Begin

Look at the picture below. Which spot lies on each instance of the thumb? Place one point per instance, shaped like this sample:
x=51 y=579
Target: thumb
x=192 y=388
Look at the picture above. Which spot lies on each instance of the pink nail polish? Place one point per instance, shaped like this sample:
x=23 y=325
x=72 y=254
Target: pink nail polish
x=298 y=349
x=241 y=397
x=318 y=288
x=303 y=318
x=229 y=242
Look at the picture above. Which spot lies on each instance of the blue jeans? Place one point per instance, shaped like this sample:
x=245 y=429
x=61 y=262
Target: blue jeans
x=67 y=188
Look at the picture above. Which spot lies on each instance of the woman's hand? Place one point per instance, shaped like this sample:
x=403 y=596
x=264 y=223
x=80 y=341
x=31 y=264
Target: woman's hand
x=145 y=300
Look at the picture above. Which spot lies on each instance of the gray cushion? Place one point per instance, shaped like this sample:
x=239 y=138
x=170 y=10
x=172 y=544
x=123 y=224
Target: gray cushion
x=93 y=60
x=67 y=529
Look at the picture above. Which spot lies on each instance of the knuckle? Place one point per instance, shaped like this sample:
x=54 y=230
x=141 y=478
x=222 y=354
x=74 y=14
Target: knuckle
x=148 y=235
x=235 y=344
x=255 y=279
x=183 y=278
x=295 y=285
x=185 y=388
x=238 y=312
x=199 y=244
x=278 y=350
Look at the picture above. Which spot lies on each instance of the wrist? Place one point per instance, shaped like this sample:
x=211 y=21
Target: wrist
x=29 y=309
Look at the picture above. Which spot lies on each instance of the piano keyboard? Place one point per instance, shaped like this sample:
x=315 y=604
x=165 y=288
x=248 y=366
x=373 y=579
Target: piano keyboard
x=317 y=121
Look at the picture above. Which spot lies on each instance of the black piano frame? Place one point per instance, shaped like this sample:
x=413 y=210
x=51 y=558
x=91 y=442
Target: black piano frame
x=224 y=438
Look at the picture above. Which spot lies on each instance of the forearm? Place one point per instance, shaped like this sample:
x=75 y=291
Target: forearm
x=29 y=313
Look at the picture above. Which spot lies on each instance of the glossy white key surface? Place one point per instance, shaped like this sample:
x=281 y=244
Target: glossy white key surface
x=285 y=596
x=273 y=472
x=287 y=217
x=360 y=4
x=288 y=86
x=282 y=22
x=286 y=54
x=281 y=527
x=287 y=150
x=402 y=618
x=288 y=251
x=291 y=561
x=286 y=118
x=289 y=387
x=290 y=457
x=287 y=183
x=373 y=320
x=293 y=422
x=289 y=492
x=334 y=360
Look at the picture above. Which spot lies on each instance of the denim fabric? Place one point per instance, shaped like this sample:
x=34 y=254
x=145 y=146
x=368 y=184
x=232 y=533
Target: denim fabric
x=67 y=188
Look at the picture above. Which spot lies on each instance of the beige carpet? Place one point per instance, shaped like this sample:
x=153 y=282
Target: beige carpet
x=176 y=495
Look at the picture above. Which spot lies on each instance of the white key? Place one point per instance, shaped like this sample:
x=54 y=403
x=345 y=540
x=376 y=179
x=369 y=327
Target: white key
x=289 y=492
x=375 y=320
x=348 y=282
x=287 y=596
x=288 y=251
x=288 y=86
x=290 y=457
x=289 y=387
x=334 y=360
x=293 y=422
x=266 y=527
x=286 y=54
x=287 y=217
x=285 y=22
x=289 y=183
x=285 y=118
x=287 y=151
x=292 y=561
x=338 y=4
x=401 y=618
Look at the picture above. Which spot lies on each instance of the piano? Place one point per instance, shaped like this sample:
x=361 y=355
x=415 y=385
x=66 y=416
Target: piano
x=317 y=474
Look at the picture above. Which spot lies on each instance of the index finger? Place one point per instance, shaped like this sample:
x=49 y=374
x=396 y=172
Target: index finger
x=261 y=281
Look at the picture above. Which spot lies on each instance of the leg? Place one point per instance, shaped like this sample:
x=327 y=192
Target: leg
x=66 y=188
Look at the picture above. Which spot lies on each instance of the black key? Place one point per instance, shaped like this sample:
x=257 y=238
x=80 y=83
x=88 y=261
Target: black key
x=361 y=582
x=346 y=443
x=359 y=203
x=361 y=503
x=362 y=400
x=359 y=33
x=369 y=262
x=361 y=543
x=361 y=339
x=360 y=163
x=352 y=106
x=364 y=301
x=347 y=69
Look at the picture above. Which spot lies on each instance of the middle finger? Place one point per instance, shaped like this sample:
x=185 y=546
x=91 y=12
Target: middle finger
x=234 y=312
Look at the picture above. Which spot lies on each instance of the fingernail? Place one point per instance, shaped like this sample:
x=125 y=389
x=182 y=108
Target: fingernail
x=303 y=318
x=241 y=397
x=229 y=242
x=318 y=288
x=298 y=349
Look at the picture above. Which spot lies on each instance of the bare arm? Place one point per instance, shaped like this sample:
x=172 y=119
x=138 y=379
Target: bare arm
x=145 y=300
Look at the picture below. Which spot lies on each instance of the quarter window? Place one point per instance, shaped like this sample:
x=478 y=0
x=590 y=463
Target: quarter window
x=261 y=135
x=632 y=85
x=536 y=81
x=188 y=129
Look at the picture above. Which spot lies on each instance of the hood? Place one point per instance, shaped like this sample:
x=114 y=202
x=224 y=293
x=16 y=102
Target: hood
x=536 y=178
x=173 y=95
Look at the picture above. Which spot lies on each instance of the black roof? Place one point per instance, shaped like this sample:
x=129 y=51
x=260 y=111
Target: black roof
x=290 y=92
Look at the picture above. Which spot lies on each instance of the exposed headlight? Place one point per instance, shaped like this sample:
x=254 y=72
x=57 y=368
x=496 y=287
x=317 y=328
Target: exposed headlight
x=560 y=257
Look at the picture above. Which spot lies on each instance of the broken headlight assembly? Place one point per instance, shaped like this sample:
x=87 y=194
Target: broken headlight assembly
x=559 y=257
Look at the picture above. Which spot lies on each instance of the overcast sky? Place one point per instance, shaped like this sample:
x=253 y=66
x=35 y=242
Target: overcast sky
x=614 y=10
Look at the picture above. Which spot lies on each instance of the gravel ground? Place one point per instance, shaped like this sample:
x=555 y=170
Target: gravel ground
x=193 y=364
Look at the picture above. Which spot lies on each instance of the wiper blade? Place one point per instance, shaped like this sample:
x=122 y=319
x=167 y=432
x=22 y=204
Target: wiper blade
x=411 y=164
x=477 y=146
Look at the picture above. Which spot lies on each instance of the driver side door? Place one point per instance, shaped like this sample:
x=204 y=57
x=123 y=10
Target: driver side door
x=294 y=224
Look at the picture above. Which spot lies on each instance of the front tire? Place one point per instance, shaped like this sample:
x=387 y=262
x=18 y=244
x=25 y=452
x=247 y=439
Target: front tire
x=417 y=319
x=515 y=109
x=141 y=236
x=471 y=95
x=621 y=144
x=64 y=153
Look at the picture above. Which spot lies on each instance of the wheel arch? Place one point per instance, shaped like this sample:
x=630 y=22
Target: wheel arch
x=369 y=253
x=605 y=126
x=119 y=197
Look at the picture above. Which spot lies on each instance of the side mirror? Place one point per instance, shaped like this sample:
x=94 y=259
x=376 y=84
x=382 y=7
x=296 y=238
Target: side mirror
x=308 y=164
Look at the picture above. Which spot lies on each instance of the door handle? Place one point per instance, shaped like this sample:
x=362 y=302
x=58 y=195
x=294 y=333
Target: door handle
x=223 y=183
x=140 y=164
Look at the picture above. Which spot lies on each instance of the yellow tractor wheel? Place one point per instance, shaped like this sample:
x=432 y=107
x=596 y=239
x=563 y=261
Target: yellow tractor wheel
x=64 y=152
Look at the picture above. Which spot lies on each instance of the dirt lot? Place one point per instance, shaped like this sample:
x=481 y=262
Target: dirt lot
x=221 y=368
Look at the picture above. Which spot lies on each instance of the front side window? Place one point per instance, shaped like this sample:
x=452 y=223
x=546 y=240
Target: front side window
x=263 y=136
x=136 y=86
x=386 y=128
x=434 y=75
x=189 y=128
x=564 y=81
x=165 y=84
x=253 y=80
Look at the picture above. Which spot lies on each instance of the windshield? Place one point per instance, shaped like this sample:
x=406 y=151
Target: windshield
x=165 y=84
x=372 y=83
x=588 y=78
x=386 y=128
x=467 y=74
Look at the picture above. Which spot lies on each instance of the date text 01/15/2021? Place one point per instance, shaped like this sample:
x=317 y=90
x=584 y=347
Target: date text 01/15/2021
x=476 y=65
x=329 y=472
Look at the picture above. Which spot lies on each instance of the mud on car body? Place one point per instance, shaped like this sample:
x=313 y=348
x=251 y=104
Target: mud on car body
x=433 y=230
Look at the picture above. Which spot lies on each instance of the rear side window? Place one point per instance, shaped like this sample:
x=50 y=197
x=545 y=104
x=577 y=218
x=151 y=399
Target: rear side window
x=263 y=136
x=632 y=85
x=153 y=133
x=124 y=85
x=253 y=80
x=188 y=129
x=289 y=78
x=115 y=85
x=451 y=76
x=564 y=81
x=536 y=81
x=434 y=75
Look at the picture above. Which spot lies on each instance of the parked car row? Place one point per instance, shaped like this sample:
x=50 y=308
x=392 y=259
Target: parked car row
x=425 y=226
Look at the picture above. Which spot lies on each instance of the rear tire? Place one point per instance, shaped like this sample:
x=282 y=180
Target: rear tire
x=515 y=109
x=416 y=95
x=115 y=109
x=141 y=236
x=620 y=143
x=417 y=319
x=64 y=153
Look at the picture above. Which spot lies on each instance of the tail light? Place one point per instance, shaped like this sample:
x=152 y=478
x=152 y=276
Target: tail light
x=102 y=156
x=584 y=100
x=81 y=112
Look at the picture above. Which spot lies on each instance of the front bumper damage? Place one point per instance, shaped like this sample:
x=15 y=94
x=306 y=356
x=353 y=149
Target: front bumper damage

End

_EXERCISE PROMPT_
Please copy the stretch from the line containing "of the hood?" through the line containing "x=477 y=146" word for word.

_SOLUTION_
Look at the picture above. Which spot lies on each instance of the hood? Place one point per instance, shaped like this sample:
x=114 y=202
x=224 y=293
x=16 y=102
Target: hood
x=536 y=178
x=173 y=95
Look at the picture above. Which spot lies on each instance of the black roof? Place one point per instance, shaped like this sample:
x=129 y=51
x=260 y=111
Target: black roof
x=290 y=92
Look at the picture above. Which spot lies on each instance of the exposed headlight? Place one point per instance, shaped like this sample:
x=254 y=72
x=57 y=368
x=496 y=287
x=317 y=328
Target: exposed headlight
x=560 y=257
Look at the picture above. Which spot lies on each instance of the broken headlight assembly? Place one point per instance, shaped like this sample:
x=87 y=194
Target: broken headlight assembly
x=559 y=257
Look at the picture above. Which spot lies on each instance of the overcast sky? Place one point per instance, shaped like this sample:
x=253 y=66
x=35 y=242
Target: overcast sky
x=614 y=10
Look at the picture above. Which spot lies on each instance of the gravel ground? Place one point per instance, shaped like this sample:
x=555 y=170
Target: gravel ground
x=193 y=364
Look at the picture above. Which spot lies on each instance of the wiper blade? Place one point per instance, shaped like this sample:
x=122 y=319
x=167 y=432
x=22 y=204
Target: wiper blade
x=411 y=164
x=477 y=146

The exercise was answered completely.